=== RAW DATA ===
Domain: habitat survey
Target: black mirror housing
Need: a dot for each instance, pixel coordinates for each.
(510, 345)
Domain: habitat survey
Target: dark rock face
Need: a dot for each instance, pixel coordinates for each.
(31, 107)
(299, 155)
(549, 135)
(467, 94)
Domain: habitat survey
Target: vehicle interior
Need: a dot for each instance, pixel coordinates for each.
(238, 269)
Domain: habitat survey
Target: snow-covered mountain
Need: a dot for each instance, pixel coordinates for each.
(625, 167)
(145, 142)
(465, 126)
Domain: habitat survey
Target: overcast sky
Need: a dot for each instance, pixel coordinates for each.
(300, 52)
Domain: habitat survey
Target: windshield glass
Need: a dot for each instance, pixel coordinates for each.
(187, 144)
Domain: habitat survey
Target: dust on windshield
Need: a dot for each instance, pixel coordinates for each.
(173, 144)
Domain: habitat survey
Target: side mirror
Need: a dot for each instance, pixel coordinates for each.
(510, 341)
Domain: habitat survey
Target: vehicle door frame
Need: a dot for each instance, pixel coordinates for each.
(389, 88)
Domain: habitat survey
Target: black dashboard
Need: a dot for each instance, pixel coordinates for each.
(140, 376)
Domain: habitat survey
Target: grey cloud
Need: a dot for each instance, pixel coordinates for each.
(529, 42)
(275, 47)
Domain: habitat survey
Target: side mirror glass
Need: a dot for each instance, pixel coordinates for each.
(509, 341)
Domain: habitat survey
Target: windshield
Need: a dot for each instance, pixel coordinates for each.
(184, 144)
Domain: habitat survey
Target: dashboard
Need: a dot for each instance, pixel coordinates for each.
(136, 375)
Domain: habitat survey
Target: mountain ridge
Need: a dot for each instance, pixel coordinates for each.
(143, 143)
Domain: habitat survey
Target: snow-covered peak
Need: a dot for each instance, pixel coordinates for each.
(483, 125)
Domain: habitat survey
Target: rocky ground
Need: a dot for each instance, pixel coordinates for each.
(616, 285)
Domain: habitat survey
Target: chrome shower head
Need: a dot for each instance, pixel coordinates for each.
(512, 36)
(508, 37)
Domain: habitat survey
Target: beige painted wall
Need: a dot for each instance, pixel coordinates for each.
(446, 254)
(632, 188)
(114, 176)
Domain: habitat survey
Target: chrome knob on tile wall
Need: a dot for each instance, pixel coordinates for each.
===
=== RAW DATA ===
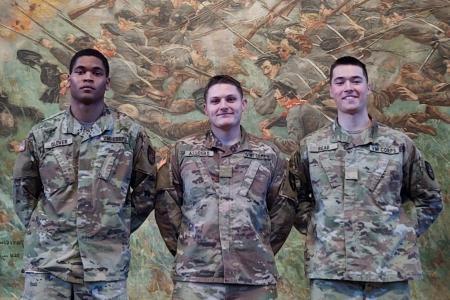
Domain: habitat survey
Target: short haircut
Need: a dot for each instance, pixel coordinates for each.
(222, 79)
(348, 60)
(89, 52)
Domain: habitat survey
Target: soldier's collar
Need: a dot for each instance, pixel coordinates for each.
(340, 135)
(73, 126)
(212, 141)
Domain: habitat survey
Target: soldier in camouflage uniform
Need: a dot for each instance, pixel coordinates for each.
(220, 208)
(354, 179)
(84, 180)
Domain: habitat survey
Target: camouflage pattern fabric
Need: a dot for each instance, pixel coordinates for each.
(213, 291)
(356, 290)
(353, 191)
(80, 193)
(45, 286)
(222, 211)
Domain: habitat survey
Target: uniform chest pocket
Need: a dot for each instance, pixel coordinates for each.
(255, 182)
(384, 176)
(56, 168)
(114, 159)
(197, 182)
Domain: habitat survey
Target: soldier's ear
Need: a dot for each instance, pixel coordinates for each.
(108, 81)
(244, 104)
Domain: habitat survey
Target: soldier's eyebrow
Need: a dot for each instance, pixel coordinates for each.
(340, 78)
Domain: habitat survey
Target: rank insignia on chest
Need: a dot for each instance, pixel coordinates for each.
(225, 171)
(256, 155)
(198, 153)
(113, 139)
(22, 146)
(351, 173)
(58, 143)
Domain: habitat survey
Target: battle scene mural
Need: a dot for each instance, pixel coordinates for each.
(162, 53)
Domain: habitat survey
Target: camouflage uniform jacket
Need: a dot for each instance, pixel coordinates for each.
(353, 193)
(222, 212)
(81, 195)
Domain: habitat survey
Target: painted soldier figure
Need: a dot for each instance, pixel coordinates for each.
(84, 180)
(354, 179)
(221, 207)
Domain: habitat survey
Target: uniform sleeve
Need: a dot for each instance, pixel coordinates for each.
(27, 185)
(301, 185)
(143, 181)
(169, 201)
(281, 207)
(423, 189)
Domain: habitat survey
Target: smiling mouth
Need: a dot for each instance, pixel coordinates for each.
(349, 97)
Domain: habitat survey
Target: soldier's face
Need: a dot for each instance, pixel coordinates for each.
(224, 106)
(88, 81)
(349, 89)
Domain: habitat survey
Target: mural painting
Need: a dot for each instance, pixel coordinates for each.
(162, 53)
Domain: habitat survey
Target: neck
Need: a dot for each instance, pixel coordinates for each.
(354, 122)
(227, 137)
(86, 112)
===
=== RAW DATA ===
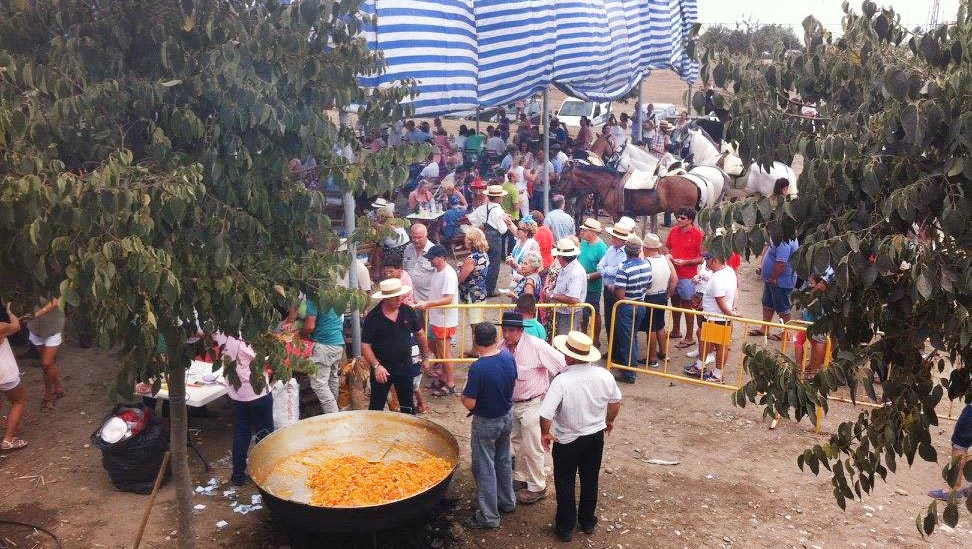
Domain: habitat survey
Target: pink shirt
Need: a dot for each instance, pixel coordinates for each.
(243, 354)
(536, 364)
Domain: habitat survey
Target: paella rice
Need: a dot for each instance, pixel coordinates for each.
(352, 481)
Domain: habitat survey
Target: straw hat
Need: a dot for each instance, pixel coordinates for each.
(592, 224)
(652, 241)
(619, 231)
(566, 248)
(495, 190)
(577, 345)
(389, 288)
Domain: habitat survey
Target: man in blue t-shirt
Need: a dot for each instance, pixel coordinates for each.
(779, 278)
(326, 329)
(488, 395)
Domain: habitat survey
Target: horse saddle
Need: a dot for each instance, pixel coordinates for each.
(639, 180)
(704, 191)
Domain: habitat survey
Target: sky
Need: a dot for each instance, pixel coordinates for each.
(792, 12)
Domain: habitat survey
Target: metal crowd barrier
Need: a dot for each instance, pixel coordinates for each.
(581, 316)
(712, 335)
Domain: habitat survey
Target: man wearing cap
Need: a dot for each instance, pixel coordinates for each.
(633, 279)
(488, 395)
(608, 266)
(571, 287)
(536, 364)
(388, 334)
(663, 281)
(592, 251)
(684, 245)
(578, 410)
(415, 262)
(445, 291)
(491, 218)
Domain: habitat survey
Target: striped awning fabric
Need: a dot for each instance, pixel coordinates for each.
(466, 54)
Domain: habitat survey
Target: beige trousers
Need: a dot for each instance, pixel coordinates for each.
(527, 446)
===
GOAL OF THE EXERCISE - Wherever a line in the data above holds the word "mountain", copy that line.

ANSWER TO THE PROBLEM -
Target: snow-covered mountain
Target: mountain ridge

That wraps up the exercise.